## TEKS YANG DIBERIKAN
Perkembangan harga pangan
sampai
November 2020 masih terkendali dimana harga terutama dipengaruhi oleh
kelancaran pasokan, distribusi, dan permintaan yang cenderung stagnan. Faktor
cuaca di 2020 juga berdampak pada ketersediaan pasokan pangan terutama pada
komoditi hortikultura. Fenomena perubahan iklim La Nina menyebabkan curah hujan
yang lebih lebat dimana bisa 40% lebih lebat dari kondisi normal. Hal ini
mempengaruhi produksi komoditi horti seperti cabai dan bawang merah.Kelancaran pasokan dan ketersediaan pangan terutama tercermin
dari perkembangan harga pangan pokok. Proses produksi dan distribusi bahan
pangan dari hulu ke hilir yang ikut terganggu selama pandemi COVID-19 memang
menjadi salah satu faktor utama kenaikan harga sejumlah bahan pangan. Di sisi
hilir, penurunan aktivitas ekonomi yang bersumber dari terbatasnya tenaga kerja
dan kemampuan modal pelaku usaha dalam mempertahankan operasional usahanya
telah menurunkan produksi bahan pangan. Di sisi distribusi, sektor transportasi
dan logistik juga terhambat sehingga menyebabkan terganggunya rantai pasok
pangan serta akses pangan. Beberapa hambatan tersebut mulai teratasi setelah
pelonggaran PSBB.
Langkah yang dapat direkomendasikan secara umum yaitu dengan stabilisasi harga serta pasokan dan meningkatkan
konsumsi masyarakat, diantaranya melalui upaya-upaya sebagai berikut:
a)Untuk barang-barang pokok yang sedang
terjadi surplus produksi, pelaku usaha dapat diarahkan untuk memanfaatkan
berbagai fasilitas/program yang dijalankan pemerintah, misalnya Sistem Resi
Gudang menunggu hingga harga kembali stabil. Selain itu, barang mudah rusak
(perishable good) perlu difasilitasi dengan cold storage, blast freezer hingga
gudang dengan pengaturan suhu (CAS) hingga pembangunan cold chain.
b)Untuk barang pokok yang mengalami
kenaikan harga, misalnya untuk minyak goreng, pemerintah perlu menyiapkan
langkah stabilisasi harga dan pasokannya melalui pemantauan pasokan secara
lebih intensif ke produsen dan juga menjamin kecukupan stok di dalam negeri
dalam rangka mengantisipasi fluktuasi harga lebih lanjut.
c)Bagi barang pokok dengan disparitas
harga antar wilayah yang cukup tinggi, dapat memfasilitasi penyediaan informasi
pasokan bapok yang akurat baik kepada pemerintah daerah maupun pelaku usaha
sehingga perdagangan antar wilayah surplus dan defisit dapat ditingkatkan.
Dengan demikian diharapkan disparitas harga akan menurun.

## YANG PERLU DIKERJAKAN
Tolong lanjutkan teks tentang perkembangan harga pangan di atas, dimulai setelah kalimat terakhirnya.

## DATA TERCATAT
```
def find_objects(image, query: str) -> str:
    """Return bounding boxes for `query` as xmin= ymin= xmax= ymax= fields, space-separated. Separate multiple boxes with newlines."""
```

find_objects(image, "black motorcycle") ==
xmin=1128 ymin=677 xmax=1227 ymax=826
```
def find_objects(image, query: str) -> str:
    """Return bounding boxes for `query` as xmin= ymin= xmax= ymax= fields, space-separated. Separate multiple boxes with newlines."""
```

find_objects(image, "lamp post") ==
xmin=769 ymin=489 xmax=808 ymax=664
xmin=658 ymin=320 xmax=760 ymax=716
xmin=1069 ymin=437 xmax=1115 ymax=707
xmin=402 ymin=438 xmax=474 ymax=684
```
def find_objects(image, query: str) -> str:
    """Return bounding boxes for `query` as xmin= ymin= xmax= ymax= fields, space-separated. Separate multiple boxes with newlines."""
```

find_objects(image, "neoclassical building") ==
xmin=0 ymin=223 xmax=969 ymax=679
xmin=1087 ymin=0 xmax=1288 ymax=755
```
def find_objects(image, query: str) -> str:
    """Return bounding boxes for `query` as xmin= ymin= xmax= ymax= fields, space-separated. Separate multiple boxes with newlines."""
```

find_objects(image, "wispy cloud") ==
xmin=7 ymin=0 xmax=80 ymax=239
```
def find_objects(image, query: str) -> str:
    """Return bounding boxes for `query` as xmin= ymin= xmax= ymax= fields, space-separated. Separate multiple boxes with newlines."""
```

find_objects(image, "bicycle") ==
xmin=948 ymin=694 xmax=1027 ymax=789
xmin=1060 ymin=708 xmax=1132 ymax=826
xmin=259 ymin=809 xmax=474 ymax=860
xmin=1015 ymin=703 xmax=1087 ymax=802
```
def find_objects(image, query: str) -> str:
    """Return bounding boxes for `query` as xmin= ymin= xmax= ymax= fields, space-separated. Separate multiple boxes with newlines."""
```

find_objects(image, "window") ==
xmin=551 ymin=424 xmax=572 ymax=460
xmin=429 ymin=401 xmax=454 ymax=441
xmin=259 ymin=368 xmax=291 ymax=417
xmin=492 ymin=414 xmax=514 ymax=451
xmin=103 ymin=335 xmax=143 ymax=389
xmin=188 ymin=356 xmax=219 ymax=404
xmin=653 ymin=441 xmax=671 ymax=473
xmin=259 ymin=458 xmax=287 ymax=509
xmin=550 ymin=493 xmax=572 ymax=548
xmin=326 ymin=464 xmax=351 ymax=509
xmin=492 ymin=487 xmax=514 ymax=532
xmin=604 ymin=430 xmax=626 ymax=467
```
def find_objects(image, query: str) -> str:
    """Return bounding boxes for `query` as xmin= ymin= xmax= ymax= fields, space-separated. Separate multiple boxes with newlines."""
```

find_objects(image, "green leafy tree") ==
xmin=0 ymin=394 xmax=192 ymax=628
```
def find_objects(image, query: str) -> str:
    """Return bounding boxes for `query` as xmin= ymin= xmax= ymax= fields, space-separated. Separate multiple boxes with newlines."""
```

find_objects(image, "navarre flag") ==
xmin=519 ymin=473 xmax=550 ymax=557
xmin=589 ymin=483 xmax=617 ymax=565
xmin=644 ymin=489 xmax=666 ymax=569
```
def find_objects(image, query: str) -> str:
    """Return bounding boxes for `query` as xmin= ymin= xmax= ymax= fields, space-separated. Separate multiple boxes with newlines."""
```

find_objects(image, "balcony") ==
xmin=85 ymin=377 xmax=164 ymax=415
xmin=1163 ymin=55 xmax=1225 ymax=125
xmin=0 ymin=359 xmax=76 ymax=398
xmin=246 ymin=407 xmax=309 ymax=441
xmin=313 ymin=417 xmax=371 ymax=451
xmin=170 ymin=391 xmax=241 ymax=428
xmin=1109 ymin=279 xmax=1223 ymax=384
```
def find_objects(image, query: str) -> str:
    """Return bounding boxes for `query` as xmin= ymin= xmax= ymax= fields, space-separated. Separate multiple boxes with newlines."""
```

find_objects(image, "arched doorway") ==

## JAWABAN PERMASALAHAN
d)Secara berkesinambungan melakukan
pengawasan terhadap penyimpanan dan penyaluran bahan pokok untuk menjamin mutu
barang pokok yang dikonsumsi masyarakat dan juga mencegah terjadinya penimbunan
bahan pokok, sehingga harga yang terbentuk di pasar benar-benar mencerminkan
permintaan dan penawaran bahan kebutuhan pokok secara akurat.
e)Mengoptimalkan program kerja terkait
distribusi bapok, misalnya Tol Laut dan Gerai Maritim melalui peningkatan
jumlah subsidi, relaksasi jenis barang yang diangkut, dan penambahan rute
pelayaran untuk memastikan ketersediaan barang dan menjaga daya beli masyarakat
khususnya di wilayah Tertinggal, Terluar, Terpencil, dan Perbatasan (3TP) yang
rentan terhadap fluktuasi harga.
f)Fasilitasi perluasan akses masyarakat
terhadap barang-barang bapok. Salah satu saluran pemasaran dapat melalui
kegiatan atau even promosi produk lokal yang melibatkan UMKM dan produsen
komoditas produk lokal baik secara fisik atau non fisik. Secara fisik misalnya
dengan membuka pasar murah di lokasi-lokasi tertentu dengan tetap memperhatikan
protokol kesehatan. Sementara pasar murah non fisik dapat dilakukan misalnya
melalui pekan promosi pada platform e-commerce.
g)Mengupayakan pengurangan hambatan
perdagangan pada e-commerce misalnya dengan menunda pengenaan pajak pada
e-commerce setidaknya hingga akhir tahun 2020. Dengan demikian diharapkan harga
di konsumen dapat lebih kompetitif sehingga tetap terjangkau oleh masyarakat di
berbagai lapisan ekonomi.
h)Meningkatkan koordinasi lebih lanjut
antar K/L khususnya yang memiliki program kerja yang mampu mendorong
peningkatan daya beli masyarakat untuk mempercepat realisasi penyalurannya
misalnya subsidi gaji, Bantuan Langsung Tunai (BLT), bantuan sosial (bansos),
pasar murah bapok bersubsidi, dan sebagainya.